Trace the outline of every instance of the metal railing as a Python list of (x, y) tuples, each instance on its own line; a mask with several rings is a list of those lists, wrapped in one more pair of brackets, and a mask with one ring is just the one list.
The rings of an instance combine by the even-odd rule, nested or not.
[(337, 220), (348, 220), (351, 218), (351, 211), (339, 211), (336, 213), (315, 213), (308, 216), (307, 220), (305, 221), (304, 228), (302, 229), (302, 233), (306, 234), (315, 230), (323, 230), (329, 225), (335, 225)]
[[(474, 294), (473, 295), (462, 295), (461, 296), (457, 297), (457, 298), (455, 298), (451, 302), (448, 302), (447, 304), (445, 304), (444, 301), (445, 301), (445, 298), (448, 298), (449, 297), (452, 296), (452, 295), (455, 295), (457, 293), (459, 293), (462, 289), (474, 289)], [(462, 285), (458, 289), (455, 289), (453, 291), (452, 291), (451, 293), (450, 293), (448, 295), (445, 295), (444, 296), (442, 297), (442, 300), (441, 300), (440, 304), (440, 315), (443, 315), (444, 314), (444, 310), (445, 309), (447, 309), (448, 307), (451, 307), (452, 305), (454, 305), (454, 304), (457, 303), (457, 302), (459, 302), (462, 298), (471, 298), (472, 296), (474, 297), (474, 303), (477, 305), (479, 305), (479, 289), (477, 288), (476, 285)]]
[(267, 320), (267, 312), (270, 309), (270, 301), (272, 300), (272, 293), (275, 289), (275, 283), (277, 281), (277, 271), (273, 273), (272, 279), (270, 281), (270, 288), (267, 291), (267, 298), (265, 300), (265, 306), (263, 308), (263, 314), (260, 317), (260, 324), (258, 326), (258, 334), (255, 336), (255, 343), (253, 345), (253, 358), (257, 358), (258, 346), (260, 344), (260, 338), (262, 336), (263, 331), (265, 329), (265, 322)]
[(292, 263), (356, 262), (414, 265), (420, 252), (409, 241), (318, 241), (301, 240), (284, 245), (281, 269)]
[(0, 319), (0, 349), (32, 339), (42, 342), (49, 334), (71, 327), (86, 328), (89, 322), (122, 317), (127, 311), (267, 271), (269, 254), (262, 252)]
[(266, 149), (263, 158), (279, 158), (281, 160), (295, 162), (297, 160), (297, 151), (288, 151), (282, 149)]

· · · · · · ·

* **Your task**
Rewrite the data above with "metal railing" changed to "wooden fence" and every other line left as it is.

* **Result of the exercise**
Trace the outline of every instance of the wooden fence as a Python list of (x, y) tuples, each instance on its own line; a mask with several rings is a list of those lists, wrapped in one more pair of brackets, and a mask with one ring is just the one list.
The rings of an instance combine by the even-odd rule, nested or not.
[(337, 220), (348, 220), (351, 218), (351, 211), (339, 211), (336, 213), (315, 213), (308, 216), (307, 220), (305, 221), (304, 228), (302, 229), (302, 233), (306, 234), (315, 230), (323, 230), (329, 225), (335, 225)]
[[(474, 294), (473, 295), (462, 295), (461, 296), (457, 297), (457, 298), (455, 298), (451, 302), (448, 302), (447, 304), (445, 304), (444, 301), (445, 301), (445, 298), (448, 298), (449, 297), (452, 296), (452, 295), (455, 295), (457, 293), (459, 293), (462, 289), (474, 289)], [(462, 285), (458, 289), (455, 289), (453, 291), (452, 291), (451, 293), (450, 293), (448, 295), (445, 295), (444, 296), (442, 297), (442, 300), (441, 300), (440, 304), (440, 315), (443, 315), (444, 314), (444, 310), (445, 309), (447, 309), (448, 307), (451, 307), (452, 305), (454, 305), (454, 304), (457, 303), (457, 302), (459, 302), (462, 298), (471, 298), (472, 296), (474, 297), (474, 303), (477, 305), (479, 305), (479, 289), (477, 288), (476, 285)]]
[(267, 320), (267, 312), (270, 309), (270, 301), (272, 300), (272, 293), (275, 289), (275, 283), (277, 281), (277, 271), (273, 273), (272, 279), (270, 281), (270, 288), (267, 291), (267, 298), (265, 300), (265, 306), (263, 308), (263, 314), (260, 317), (260, 324), (258, 326), (258, 334), (255, 336), (255, 343), (253, 345), (253, 358), (257, 358), (258, 346), (260, 344), (260, 338), (262, 336), (263, 331), (265, 329), (265, 322)]
[(292, 263), (356, 262), (414, 265), (420, 252), (409, 241), (318, 241), (301, 240), (284, 245), (281, 269)]
[(0, 319), (0, 349), (32, 339), (42, 342), (49, 334), (71, 327), (86, 328), (89, 322), (122, 317), (127, 311), (267, 271), (269, 254), (262, 252)]
[(266, 149), (263, 158), (279, 158), (281, 160), (295, 162), (297, 160), (297, 151), (288, 151), (282, 149)]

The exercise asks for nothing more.